[ 392 ]
LA CIA Y LA GUERRA FRÍA CULTURAL
Frances Stonor Saunders
[ 06 ]
Marxistas en el Waldorf
Yo digo, ni fascismo ni comunismo, tomo partido
por el amor, y me carcajeo de las ideas de los hombres.
ANAÏS NIN
Nueva York, 25 de marzo de 1949, un martes frío y húmedo; había nevado. Frente al hotel Waldorf Astoria en la esquina de Park Avenue con la calle 50, un pequeño y desganado grupo, en su mayoría hombres con gabardinas grises, formaban un círculo en la acera, que se movía lentamente. En el interior del hotel el ritmo era frenético. Extrañamente para esta época del año, el hotel estaba lleno, pero una de las habitaciones en particular se había convertido en un verdadero dolor de cabeza.
Desde la habitación 1042, una lujosa suite nupcial del décimo piso, no dejaban de llegar todo tipo de pedidos. A una solicitud para instalar más teléfonos le seguía una ráfaga de telegramas, dictados a la central de telégrafos del hotel; se necesitaban más lámparas de mesa; se necesitaba más de todo. Las llamadas al servicio de habitaciones se sucedían como un constante fuego de artillería: hamburguesas, ensaladas, steaks tartare, patatas fritas, botellas de vino, botellas de cerveza, ¡más cubos de hielo, por favor! No parecía una noche de bodas muy normal.
Cuando los camareros entraban una y otra vez en la habitación se encontraban con una extraña escena. Los cables del teléfono formaban una maraña por el suelo, y al final de la maraña unos hombres pegados a cada uno de los auriculares. Cada centímetro cuadrado estaba ocupado por una persona o por tambaleantes pilas de papeles. El humo de los cigarrillos inundaba la suite. Dos secretarias tomaban notas al dictado y un ayudante hacía girar una multicopista que habían instalado en el baño, cuyo suelo había quedado oculto bajo una montaña de papeles emborronados de tinta.
________________________________________
INSTRUCCIONES ->
1. Transcribe del fragmento sobre el Waldorf Astoria el pasaje que empieza en "Desde la habitación" y termina en "bodas muy normal.".
2. Resume en dos oraciones el fragmento sobre el Waldorf Astoria.
3. Prolonga el fragmento sobre el Waldorf Astoria a partir de su última oración.
Las líneas que aparecen a continuación proceden de otra fuente.

LÍNEAS PROPORCIONADAS ->
________________________________________
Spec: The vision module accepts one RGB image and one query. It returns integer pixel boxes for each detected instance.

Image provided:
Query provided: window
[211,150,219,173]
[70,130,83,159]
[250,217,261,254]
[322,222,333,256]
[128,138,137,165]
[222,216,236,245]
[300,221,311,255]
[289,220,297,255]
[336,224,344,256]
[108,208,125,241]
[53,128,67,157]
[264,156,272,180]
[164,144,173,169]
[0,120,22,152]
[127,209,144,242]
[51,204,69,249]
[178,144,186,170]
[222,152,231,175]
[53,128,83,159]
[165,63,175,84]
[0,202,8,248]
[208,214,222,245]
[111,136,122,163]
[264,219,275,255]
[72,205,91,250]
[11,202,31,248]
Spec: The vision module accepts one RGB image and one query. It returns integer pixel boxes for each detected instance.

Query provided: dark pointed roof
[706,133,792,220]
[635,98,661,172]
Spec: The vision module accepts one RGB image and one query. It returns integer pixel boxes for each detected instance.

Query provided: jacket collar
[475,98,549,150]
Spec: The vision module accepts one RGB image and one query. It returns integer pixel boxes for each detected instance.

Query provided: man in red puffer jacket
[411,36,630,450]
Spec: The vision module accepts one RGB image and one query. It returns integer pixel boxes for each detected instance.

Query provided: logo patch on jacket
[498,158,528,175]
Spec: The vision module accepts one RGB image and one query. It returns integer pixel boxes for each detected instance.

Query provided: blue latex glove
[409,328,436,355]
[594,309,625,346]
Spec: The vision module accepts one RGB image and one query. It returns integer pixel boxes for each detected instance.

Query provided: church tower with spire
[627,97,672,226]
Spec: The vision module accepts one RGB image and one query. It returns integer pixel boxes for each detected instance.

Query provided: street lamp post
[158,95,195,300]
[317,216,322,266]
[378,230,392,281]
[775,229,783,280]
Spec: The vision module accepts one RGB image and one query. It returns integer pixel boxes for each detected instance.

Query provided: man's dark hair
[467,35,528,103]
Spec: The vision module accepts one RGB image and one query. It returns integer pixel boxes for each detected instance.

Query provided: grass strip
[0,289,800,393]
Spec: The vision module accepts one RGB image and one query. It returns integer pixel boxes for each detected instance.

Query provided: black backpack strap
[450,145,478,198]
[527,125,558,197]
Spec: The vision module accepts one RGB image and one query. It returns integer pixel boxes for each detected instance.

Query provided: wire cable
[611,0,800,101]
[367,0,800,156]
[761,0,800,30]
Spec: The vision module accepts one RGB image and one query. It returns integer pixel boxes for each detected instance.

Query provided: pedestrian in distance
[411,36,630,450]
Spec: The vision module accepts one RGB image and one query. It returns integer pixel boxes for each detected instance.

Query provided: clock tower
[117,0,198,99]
________________________________________
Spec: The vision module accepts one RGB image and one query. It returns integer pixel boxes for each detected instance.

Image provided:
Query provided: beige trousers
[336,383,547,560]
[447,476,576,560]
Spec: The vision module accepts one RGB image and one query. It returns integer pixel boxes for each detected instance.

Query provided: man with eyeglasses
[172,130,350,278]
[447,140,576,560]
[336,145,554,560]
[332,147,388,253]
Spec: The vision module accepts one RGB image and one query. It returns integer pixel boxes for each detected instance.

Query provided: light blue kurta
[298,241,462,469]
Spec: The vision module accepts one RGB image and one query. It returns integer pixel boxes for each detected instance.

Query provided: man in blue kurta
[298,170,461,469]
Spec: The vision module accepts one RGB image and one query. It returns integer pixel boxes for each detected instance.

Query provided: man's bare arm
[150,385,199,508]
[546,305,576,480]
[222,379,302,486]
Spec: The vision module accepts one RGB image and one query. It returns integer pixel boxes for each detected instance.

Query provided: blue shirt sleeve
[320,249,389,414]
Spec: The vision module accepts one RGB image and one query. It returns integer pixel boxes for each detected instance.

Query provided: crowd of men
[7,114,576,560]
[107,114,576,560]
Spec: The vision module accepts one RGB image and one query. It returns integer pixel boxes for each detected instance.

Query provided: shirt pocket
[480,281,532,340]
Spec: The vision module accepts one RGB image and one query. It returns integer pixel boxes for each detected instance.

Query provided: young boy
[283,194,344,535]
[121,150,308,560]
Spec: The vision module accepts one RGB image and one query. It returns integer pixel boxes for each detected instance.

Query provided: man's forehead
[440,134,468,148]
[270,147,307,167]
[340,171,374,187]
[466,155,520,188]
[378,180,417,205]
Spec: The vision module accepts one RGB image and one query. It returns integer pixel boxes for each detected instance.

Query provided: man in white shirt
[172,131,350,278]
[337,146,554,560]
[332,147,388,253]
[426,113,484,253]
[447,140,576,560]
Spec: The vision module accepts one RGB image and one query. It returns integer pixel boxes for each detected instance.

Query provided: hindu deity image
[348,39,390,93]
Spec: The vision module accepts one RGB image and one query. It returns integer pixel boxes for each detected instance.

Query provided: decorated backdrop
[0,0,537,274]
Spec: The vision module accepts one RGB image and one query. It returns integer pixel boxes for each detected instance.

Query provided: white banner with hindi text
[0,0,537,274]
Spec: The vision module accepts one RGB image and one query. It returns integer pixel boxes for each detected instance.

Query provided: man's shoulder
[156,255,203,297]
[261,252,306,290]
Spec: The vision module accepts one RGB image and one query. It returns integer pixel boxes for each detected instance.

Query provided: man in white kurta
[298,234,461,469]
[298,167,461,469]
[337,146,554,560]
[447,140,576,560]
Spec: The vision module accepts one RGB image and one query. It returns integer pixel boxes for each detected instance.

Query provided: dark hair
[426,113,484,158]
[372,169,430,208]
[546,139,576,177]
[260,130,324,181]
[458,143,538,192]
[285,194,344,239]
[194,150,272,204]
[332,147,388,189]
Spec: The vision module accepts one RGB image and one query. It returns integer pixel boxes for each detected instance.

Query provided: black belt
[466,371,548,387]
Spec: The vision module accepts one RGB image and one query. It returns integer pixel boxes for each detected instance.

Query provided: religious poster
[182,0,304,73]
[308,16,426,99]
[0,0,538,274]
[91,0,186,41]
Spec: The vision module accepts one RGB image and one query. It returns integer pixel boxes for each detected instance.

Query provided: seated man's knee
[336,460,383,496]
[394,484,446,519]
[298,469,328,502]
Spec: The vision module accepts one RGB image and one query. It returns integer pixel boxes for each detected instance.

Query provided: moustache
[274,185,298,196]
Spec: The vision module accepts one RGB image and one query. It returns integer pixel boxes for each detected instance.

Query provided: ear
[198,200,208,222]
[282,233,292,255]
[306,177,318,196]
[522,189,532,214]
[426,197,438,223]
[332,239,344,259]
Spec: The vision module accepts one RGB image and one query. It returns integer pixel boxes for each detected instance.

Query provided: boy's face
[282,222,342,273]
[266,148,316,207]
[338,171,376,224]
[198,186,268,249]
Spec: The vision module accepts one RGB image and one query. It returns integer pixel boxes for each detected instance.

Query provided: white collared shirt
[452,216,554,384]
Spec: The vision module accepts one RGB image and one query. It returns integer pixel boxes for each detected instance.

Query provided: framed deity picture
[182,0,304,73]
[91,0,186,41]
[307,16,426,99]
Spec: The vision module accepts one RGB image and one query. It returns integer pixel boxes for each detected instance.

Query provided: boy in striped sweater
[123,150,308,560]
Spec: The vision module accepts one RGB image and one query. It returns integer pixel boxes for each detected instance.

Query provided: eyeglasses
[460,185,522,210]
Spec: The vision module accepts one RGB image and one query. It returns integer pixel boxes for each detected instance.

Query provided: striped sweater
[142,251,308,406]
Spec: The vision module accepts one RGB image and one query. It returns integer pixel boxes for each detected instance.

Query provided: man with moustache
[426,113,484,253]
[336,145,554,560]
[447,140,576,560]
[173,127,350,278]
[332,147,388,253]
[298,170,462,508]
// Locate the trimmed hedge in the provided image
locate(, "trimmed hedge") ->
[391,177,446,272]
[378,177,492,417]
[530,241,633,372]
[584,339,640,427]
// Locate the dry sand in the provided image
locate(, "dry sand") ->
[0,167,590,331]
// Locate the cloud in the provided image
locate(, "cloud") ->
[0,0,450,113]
________________________________________
RESPUESTAS POR TAREA ->
1.
Desde la habitación 1042, una lujosa suite nupcial del décimo piso, no dejaban de llegar todo tipo de pedidos. A una solicitud para instalar más teléfonos le seguía una ráfaga de telegramas, dictados a la central de telégrafos del hotel; se necesitaban más lámparas de mesa; se necesitaba más de todo. Las llamadas al servicio de habitaciones se sucedían como un constante fuego de artillería: hamburguesas, ensaladas, steaks tartare, patatas fritas, botellas de vino, botellas de cerveza, ¡más cubos de hielo, por favor! No parecía una noche de bodas muy normal.

2. El martes 25 de marzo de 1949, un día frío y húmedo en Nueva York, el hotel Waldorf Astoria estaba lleno, y una de sus habitaciones se había convertido en un verdadero dolor de cabeza. Desde la suite 1042 del décimo piso no paraban de llegar pedidos de teléfonos, telegramas, lámparas y comida, y en su interior los camareros encontraban hombres pegados a los auriculares, humo de cigarrillos, dos secretarias tomando notas al dictado y una multicopista instalada en el baño.

3.
En medio de este maremágnum, algunos de los participantes miraban nerviosos mientras los camareros ponían sus inmensas bandejas en equilibrio al borde de la cama y se afanaban para que alguien les diese una propina. ¿Quién iba a pagar todo aquello? A Sidney Hook, filósofo de la Universidad de Nueva York, que era el que había alquilado la suite, no parecía importarle el creciente coste de la empresa. En la suite nupcial, junto a Hook, se hallaba la escritora Mary McCarthy y su tercer marido, el periodista Bowden Broadwater; la novelista Elizabeth Hardwick, y su marido, el poeta Robert Lowell; Nicolas Nabokov; el periodista y crítico Dwight Macdonald; Nicola Chiaromonte, periodista italiano, antiguo aliado de Munzenberg; Arthur Schlesinger; William Phillips y Philip Rahv, directores de Partisan Review; Arnold Beichmann, un reportero de temas sindicales, bien relacionado con los líderes sindicales anticomunistas; y David Dubinsky, del Sindicato de Confección de Señoras, que, a pesar de su teórica profesión, parecía cómodo entre este pequeño y caótico parlamento intelectual.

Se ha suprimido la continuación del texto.